Turn the part of the data that opens with the line containing "Give one point for each instance of the street" and runs to the end of the data into a numbered list, omitting blank lines.
[start of ITEMS]
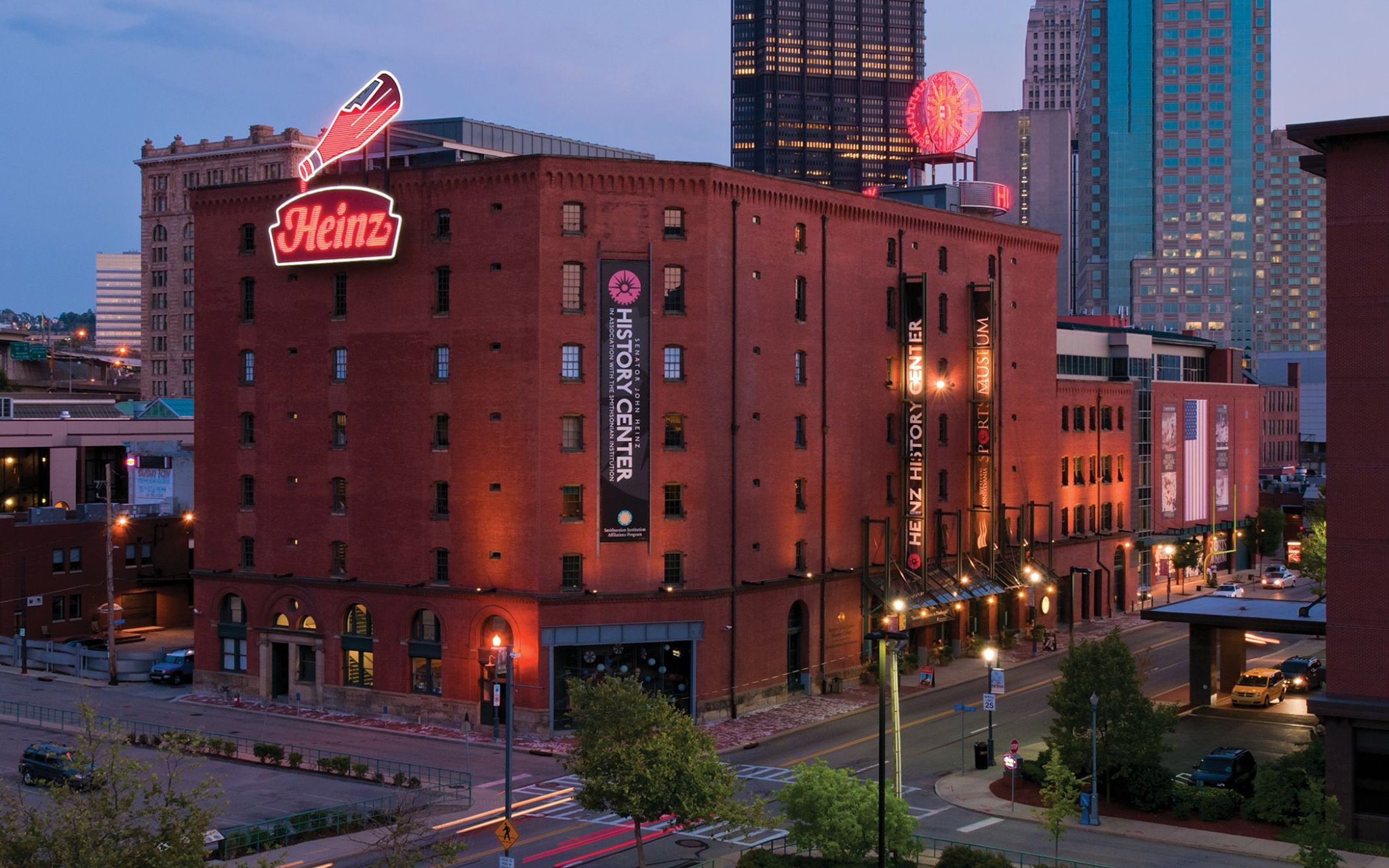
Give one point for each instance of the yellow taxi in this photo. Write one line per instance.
(1259, 688)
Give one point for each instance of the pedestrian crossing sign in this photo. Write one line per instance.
(506, 833)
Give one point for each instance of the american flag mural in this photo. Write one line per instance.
(1198, 463)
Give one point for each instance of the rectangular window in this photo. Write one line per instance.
(571, 503)
(673, 366)
(571, 221)
(571, 434)
(571, 571)
(674, 500)
(339, 296)
(674, 302)
(674, 431)
(571, 363)
(674, 568)
(571, 292)
(442, 291)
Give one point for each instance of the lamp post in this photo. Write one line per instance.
(881, 638)
(990, 656)
(1095, 779)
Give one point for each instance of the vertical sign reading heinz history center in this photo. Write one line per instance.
(624, 403)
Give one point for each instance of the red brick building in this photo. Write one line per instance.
(404, 461)
(1354, 707)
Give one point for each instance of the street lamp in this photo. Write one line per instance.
(990, 656)
(1095, 781)
(881, 638)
[end of ITEMS]
EXERCISE RESULT -
1. Give one point for each instance of the street lamp in this photo. Write one line per instance.
2. (990, 656)
3. (1095, 781)
4. (881, 638)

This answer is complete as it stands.